*** Block opens ***
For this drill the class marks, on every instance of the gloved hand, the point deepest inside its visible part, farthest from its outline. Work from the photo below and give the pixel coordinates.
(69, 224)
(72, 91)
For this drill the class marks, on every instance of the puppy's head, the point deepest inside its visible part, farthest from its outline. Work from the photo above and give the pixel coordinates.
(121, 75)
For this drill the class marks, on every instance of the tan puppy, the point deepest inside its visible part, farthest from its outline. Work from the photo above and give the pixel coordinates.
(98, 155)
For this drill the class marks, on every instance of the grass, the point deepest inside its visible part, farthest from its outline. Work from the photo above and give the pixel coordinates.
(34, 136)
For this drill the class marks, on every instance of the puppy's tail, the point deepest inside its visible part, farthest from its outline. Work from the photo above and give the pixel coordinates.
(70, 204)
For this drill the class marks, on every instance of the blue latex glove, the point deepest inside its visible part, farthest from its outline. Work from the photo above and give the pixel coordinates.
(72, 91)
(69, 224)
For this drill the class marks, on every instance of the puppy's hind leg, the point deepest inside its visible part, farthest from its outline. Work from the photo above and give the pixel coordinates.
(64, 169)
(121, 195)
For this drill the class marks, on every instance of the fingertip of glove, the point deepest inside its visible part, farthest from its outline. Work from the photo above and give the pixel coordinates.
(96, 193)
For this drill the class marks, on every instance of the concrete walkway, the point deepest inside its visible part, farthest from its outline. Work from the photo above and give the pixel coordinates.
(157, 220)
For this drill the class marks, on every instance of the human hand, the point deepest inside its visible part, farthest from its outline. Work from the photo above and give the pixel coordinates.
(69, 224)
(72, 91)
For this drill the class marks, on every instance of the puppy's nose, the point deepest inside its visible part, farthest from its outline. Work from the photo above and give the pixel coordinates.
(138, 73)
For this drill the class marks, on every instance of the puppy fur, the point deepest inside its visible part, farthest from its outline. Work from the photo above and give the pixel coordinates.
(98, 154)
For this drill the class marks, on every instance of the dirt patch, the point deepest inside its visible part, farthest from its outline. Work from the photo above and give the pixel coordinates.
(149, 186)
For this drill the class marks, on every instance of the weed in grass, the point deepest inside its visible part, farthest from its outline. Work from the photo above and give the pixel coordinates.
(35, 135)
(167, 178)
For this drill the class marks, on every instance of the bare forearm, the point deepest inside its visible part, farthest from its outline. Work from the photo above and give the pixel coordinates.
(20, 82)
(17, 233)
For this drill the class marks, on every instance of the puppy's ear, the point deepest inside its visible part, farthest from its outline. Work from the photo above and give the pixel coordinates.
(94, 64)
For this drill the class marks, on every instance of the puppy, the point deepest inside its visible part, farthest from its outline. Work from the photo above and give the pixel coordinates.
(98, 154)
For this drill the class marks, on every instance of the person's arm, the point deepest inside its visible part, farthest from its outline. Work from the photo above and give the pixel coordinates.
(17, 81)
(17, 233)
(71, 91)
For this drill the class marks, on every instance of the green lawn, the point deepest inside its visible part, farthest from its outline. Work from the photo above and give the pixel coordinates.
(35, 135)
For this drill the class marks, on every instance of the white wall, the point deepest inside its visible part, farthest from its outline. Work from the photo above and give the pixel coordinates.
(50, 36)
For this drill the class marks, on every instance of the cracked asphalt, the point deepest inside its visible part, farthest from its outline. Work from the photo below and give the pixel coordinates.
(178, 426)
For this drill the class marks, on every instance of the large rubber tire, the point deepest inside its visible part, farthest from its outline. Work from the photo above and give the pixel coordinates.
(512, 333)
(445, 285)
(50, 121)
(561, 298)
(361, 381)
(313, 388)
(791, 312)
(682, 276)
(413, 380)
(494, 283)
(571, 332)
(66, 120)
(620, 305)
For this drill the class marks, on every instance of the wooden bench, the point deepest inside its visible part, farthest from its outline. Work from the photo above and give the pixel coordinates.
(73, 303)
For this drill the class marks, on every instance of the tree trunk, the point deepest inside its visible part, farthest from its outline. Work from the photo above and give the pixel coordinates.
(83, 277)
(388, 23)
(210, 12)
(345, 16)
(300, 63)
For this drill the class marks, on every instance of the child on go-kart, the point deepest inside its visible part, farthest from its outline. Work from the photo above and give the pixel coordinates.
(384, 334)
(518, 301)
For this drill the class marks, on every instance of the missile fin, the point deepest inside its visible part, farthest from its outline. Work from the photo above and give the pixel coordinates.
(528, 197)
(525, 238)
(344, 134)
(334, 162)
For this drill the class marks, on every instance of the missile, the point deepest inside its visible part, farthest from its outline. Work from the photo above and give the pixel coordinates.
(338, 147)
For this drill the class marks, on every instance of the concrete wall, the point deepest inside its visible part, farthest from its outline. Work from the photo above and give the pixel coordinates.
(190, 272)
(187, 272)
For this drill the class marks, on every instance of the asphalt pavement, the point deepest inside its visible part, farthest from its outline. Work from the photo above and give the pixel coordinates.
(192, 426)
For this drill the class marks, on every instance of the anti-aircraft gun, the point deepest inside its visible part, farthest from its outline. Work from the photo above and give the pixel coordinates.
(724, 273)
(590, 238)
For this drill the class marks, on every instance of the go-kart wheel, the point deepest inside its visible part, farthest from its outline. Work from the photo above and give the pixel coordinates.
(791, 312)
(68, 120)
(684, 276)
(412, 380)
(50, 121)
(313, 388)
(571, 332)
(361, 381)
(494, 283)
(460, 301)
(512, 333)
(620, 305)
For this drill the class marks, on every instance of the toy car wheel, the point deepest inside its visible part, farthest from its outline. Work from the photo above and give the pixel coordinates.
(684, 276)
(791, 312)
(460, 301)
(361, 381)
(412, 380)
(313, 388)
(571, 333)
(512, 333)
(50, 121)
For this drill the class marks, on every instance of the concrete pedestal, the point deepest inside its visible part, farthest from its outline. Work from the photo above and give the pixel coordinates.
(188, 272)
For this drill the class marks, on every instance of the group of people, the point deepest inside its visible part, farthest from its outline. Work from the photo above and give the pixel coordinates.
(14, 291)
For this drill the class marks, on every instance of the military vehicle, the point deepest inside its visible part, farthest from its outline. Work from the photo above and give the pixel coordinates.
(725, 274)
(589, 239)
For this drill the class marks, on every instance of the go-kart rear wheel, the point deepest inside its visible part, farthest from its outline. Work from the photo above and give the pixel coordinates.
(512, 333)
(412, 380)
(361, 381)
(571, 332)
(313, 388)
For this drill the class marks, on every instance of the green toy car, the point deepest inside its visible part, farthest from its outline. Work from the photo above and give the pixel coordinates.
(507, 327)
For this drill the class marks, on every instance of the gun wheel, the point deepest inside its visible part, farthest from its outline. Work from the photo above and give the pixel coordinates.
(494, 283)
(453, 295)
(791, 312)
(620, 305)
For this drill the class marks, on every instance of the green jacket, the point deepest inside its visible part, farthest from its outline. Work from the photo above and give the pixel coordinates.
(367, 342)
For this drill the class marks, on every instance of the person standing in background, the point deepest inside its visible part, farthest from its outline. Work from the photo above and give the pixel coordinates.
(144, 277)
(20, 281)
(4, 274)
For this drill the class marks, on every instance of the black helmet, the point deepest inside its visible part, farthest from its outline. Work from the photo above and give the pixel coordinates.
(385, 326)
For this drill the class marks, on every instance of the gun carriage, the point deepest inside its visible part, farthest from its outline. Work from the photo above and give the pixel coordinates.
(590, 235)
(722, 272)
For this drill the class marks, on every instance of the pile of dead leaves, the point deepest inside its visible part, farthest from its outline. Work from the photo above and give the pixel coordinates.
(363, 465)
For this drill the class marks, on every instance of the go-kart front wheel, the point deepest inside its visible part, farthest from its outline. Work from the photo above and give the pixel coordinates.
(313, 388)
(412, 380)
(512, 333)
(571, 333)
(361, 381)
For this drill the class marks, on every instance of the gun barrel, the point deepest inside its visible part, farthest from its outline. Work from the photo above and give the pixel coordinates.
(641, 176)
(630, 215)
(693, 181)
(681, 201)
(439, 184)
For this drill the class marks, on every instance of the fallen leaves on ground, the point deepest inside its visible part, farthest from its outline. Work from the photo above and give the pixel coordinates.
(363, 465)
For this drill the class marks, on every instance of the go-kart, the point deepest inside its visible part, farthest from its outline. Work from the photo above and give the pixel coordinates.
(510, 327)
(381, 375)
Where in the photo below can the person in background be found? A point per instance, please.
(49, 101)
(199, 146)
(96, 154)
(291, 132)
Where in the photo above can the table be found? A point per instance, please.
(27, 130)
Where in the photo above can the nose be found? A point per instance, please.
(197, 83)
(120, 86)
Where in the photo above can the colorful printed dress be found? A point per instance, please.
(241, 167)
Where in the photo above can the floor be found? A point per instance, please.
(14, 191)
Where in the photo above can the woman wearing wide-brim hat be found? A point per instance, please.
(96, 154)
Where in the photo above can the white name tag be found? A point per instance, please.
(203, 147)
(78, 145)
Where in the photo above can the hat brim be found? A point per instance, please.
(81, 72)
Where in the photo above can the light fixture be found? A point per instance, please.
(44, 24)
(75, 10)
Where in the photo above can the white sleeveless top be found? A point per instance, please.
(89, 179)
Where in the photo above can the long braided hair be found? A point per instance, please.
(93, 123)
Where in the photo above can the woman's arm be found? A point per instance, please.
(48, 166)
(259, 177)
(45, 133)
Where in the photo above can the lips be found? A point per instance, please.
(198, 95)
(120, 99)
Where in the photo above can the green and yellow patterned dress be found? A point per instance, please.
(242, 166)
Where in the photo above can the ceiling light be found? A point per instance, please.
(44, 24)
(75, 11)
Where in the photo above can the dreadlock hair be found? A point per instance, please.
*** Block closes ***
Exercise
Exactly and only the lines from the one containing "Where in the photo above can the woman's" to the end of the entries above are to be written out.

Answer to this problem
Where in the photo above can the woman's arm be found? A point per instance, please.
(48, 166)
(259, 177)
(45, 133)
Where in the photo above can the lips be found? A point per instance, please.
(198, 95)
(120, 99)
Where in the photo above can the green and yellow patterned dress be found? A point per instance, please.
(242, 166)
Where in the photo above can the ceiling light be found? A point per instance, please.
(44, 24)
(75, 11)
Where in the photo above can the dreadlock hair be found? A point per instance, please.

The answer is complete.